Required actions:
- a) Reproduce the passage of the post on supplementing CATS from "Supplementing CATS: What" to "the actual game?" without alteration.
- b) Render the following sentence from the post on supplementing CATS into Spanish: "With help from the Gauntlet Slack, I came up with some rough ideas for categories and for what would be important to tell people upfront:"

Supplementing CATS: What does a given rpg ask of its players?

While CATS (https://200wordrpg.github.io/2016/supplement/2016/04/12/CATS.html) will give people a good idea of what a given game should be like, it isn’t very specific on what players will need to do to get there. Especially in light of discussions around GMless rpgs, but not exclusively, I think it would be nice to have a CATS-like framework for making sure people know what they signed up for, what a given game or gaming group will ask of them. There might be some overlap between this and explaining/facilitating/teaching the actual game?

With help from the Gauntlet Slack, I came up with some rough ideas for categories and for what would be important to tell people upfront:

Play

  • your character
  • side characters
  • how much of a connection must be made? 1st person? What would my character do?

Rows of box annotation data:

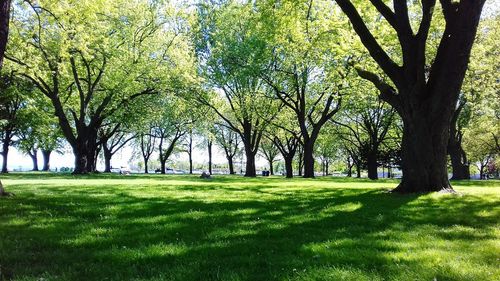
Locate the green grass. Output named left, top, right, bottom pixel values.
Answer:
left=0, top=174, right=500, bottom=281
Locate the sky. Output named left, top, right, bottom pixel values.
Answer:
left=7, top=137, right=267, bottom=171
left=4, top=0, right=500, bottom=170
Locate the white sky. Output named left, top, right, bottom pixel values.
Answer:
left=4, top=0, right=500, bottom=170
left=4, top=139, right=267, bottom=171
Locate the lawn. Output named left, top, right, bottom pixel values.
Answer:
left=0, top=174, right=500, bottom=281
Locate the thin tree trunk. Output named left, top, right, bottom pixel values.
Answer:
left=188, top=135, right=193, bottom=175
left=448, top=143, right=470, bottom=180
left=283, top=156, right=293, bottom=179
left=2, top=136, right=10, bottom=173
left=245, top=145, right=257, bottom=177
left=144, top=157, right=149, bottom=174
left=102, top=144, right=113, bottom=173
left=160, top=160, right=167, bottom=174
left=366, top=151, right=378, bottom=180
left=207, top=140, right=212, bottom=174
left=0, top=0, right=11, bottom=69
left=298, top=148, right=304, bottom=177
left=226, top=156, right=236, bottom=175
left=28, top=149, right=39, bottom=171
left=303, top=140, right=314, bottom=178
left=42, top=149, right=52, bottom=172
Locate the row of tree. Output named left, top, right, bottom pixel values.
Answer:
left=2, top=0, right=499, bottom=192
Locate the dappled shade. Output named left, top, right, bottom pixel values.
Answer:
left=0, top=174, right=499, bottom=280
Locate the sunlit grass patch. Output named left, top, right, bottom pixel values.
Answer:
left=0, top=174, right=500, bottom=280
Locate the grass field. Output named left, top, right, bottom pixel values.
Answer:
left=0, top=174, right=500, bottom=281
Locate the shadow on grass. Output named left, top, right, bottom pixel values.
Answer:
left=0, top=177, right=498, bottom=280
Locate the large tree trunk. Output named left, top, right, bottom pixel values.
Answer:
left=28, top=149, right=39, bottom=171
left=336, top=0, right=485, bottom=193
left=303, top=140, right=314, bottom=178
left=42, top=149, right=52, bottom=172
left=366, top=151, right=378, bottom=180
left=394, top=112, right=451, bottom=193
left=283, top=156, right=293, bottom=179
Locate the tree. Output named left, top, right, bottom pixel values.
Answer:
left=135, top=126, right=156, bottom=174
left=0, top=0, right=11, bottom=197
left=98, top=123, right=136, bottom=173
left=315, top=124, right=340, bottom=176
left=447, top=98, right=470, bottom=180
left=0, top=0, right=11, bottom=70
left=334, top=91, right=395, bottom=180
left=260, top=0, right=350, bottom=178
left=448, top=15, right=500, bottom=180
left=260, top=135, right=280, bottom=175
left=336, top=0, right=485, bottom=193
left=0, top=74, right=28, bottom=173
left=213, top=123, right=240, bottom=175
left=151, top=95, right=196, bottom=174
left=196, top=3, right=276, bottom=177
left=7, top=1, right=191, bottom=174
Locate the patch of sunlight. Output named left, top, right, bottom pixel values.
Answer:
left=206, top=225, right=257, bottom=240
left=290, top=265, right=387, bottom=281
left=141, top=242, right=189, bottom=257
left=0, top=217, right=30, bottom=226
left=230, top=208, right=259, bottom=216
left=63, top=227, right=116, bottom=246
left=321, top=202, right=363, bottom=214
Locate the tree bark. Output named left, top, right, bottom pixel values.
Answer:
left=298, top=148, right=304, bottom=177
left=102, top=143, right=113, bottom=173
left=42, top=149, right=52, bottom=172
left=0, top=0, right=11, bottom=69
left=448, top=138, right=470, bottom=180
left=2, top=131, right=11, bottom=173
left=226, top=157, right=236, bottom=175
left=283, top=156, right=293, bottom=179
left=448, top=103, right=470, bottom=180
left=336, top=0, right=485, bottom=193
left=144, top=157, right=149, bottom=174
left=394, top=112, right=451, bottom=193
left=160, top=159, right=167, bottom=174
left=72, top=127, right=98, bottom=175
left=28, top=149, right=39, bottom=171
left=303, top=139, right=315, bottom=178
left=366, top=151, right=378, bottom=180
left=245, top=145, right=257, bottom=177
left=207, top=140, right=213, bottom=174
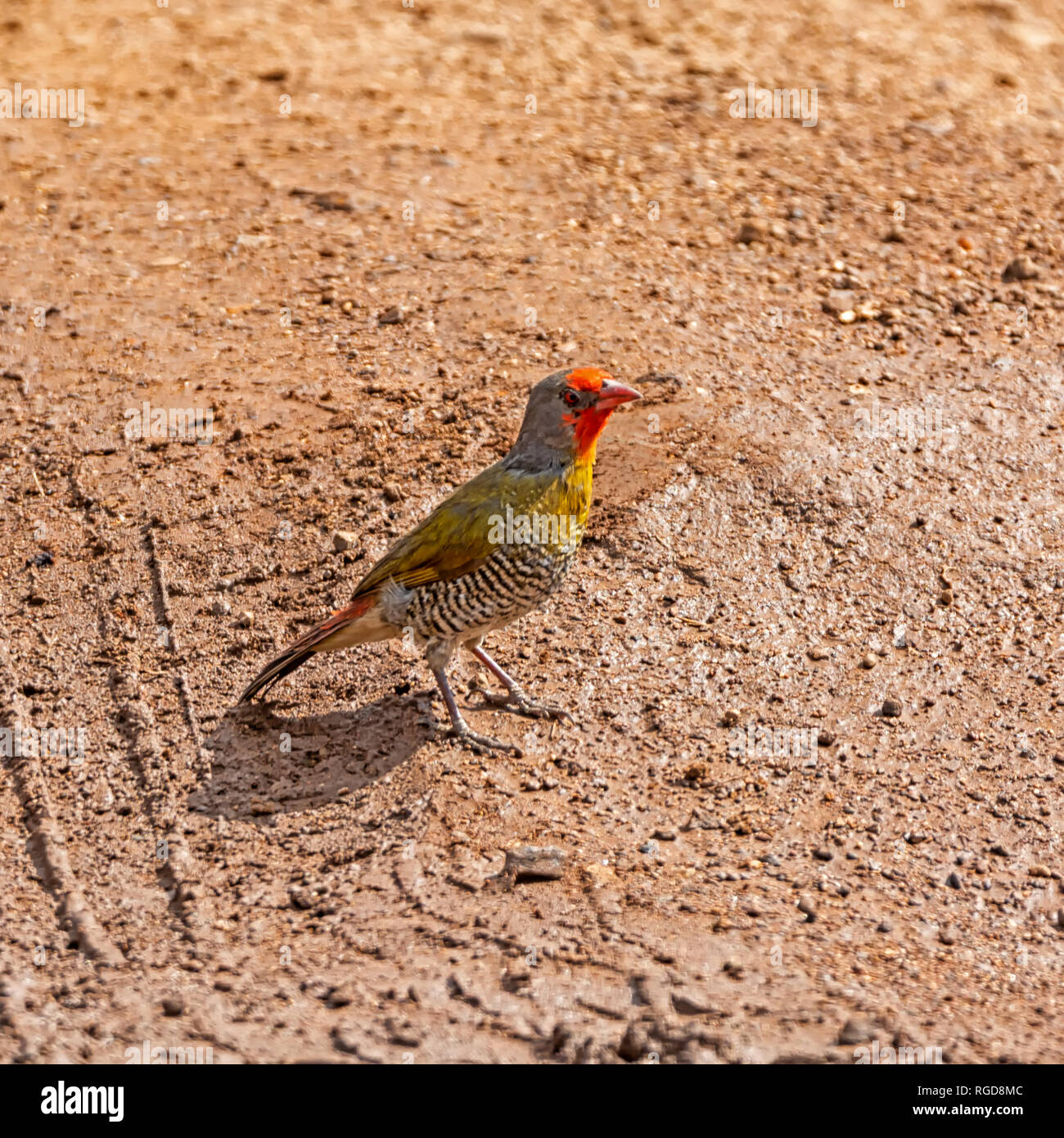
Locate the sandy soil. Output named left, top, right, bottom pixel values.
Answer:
left=0, top=0, right=1064, bottom=1063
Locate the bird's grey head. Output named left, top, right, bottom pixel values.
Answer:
left=505, top=368, right=641, bottom=470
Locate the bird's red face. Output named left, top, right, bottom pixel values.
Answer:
left=559, top=368, right=642, bottom=458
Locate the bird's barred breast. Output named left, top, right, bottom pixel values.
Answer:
left=406, top=545, right=576, bottom=641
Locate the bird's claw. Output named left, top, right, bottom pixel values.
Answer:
left=444, top=724, right=525, bottom=759
left=473, top=685, right=576, bottom=723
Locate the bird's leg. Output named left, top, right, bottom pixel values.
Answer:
left=467, top=644, right=572, bottom=723
left=432, top=668, right=521, bottom=758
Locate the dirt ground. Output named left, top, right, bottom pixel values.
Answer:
left=0, top=0, right=1064, bottom=1063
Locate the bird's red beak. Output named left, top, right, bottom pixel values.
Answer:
left=595, top=379, right=643, bottom=411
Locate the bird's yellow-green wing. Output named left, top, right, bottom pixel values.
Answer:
left=354, top=462, right=591, bottom=598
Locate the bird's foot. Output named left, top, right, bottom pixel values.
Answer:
left=444, top=723, right=525, bottom=758
left=473, top=685, right=575, bottom=723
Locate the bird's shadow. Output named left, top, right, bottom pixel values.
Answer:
left=187, top=695, right=436, bottom=818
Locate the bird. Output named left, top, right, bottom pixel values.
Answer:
left=239, top=368, right=642, bottom=755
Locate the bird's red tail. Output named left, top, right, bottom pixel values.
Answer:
left=238, top=595, right=376, bottom=703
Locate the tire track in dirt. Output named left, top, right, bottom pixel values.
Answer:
left=0, top=651, right=123, bottom=965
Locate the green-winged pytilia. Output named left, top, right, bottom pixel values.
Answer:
left=240, top=368, right=639, bottom=751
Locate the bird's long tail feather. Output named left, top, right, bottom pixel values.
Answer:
left=238, top=596, right=376, bottom=703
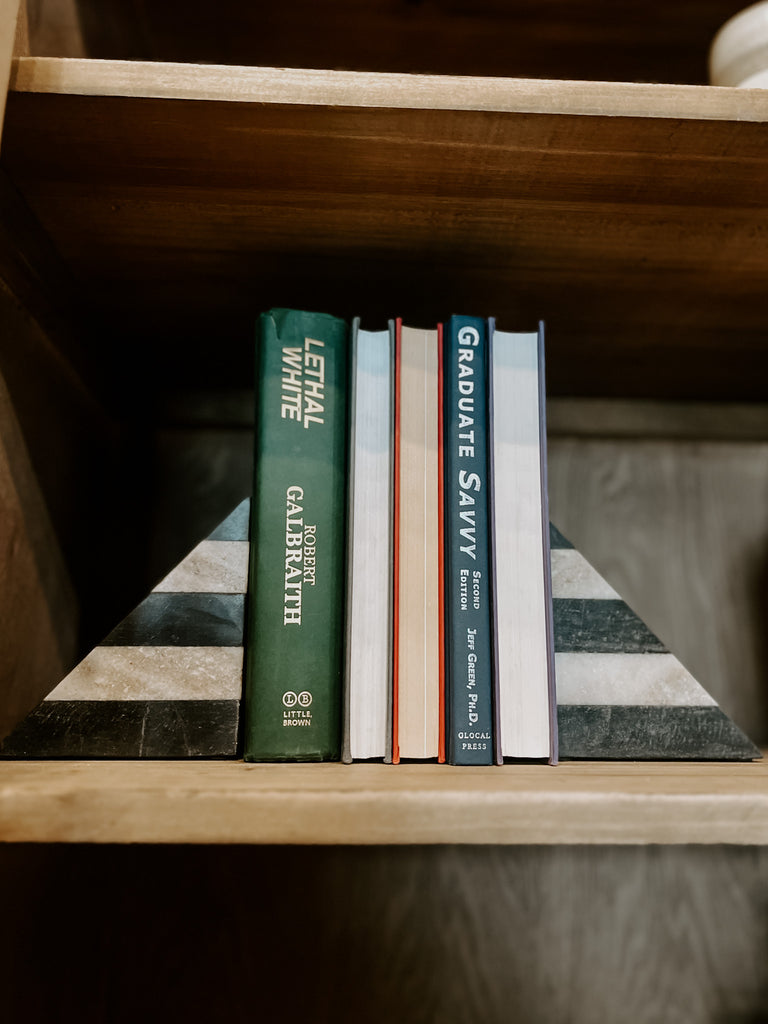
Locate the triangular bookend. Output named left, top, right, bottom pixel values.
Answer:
left=0, top=500, right=761, bottom=761
left=0, top=500, right=250, bottom=759
left=550, top=526, right=762, bottom=761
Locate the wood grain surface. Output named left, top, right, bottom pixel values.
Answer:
left=4, top=61, right=768, bottom=399
left=0, top=0, right=19, bottom=131
left=25, top=0, right=765, bottom=83
left=0, top=846, right=768, bottom=1024
left=0, top=761, right=768, bottom=845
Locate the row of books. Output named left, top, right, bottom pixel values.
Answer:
left=244, top=309, right=557, bottom=765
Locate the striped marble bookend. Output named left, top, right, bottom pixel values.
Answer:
left=0, top=500, right=250, bottom=758
left=550, top=526, right=762, bottom=761
left=0, top=500, right=761, bottom=761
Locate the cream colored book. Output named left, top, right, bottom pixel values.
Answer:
left=342, top=319, right=394, bottom=762
left=489, top=321, right=557, bottom=761
left=393, top=322, right=441, bottom=761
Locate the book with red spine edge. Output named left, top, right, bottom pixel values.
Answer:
left=437, top=324, right=445, bottom=764
left=392, top=316, right=402, bottom=765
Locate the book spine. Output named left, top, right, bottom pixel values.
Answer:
left=442, top=316, right=494, bottom=765
left=392, top=316, right=402, bottom=765
left=537, top=321, right=559, bottom=765
left=244, top=309, right=348, bottom=761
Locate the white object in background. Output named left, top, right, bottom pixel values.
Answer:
left=710, top=0, right=768, bottom=89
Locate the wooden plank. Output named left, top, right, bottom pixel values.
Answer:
left=5, top=70, right=768, bottom=400
left=11, top=56, right=768, bottom=121
left=0, top=762, right=768, bottom=845
left=0, top=0, right=23, bottom=140
left=28, top=0, right=757, bottom=82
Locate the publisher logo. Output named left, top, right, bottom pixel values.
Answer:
left=283, top=690, right=312, bottom=708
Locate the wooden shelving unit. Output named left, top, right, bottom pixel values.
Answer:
left=0, top=762, right=768, bottom=846
left=0, top=0, right=768, bottom=844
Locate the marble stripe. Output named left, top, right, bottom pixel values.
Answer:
left=549, top=523, right=573, bottom=551
left=551, top=548, right=622, bottom=601
left=553, top=598, right=667, bottom=654
left=46, top=647, right=243, bottom=700
left=102, top=594, right=245, bottom=647
left=0, top=700, right=240, bottom=758
left=555, top=653, right=716, bottom=708
left=208, top=498, right=251, bottom=541
left=557, top=705, right=760, bottom=761
left=153, top=541, right=248, bottom=594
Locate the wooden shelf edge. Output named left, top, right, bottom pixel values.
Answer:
left=0, top=761, right=768, bottom=845
left=11, top=57, right=768, bottom=122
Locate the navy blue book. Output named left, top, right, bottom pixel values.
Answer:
left=442, top=316, right=494, bottom=765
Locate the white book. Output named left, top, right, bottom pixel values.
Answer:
left=393, top=327, right=440, bottom=760
left=489, top=321, right=557, bottom=761
left=342, top=319, right=394, bottom=762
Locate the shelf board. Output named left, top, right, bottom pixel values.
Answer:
left=0, top=760, right=768, bottom=845
left=10, top=57, right=768, bottom=122
left=2, top=57, right=768, bottom=401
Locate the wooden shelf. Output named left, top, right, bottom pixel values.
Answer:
left=0, top=761, right=768, bottom=845
left=3, top=57, right=768, bottom=400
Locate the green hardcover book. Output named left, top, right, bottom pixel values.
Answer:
left=244, top=309, right=348, bottom=761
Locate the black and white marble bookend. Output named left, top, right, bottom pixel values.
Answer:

Results:
- a)
Supplementing CATS: What does a given rpg ask of its players?

While CATS (https://200wordrpg.github.io/2016/supplement/2016/04/12/CATS.html) will give people a good idea of what a given game should be like, it isn’t very specific on what players will need to do to get there. Especially in light of discussions around GMless rpgs, but not exclusively, I think it would be nice to have a CATS-like framework for making sure people know what they signed up for, what a given game or gaming group will ask of them. There might be some overlap between this and explaining/facilitating/teaching the actual game?

- b) Con la ayuda del Slack de Gauntlet, se me ocurrieron algunas ideas preliminares para categorías y para lo que sería importante comunicar a las personas de antemano: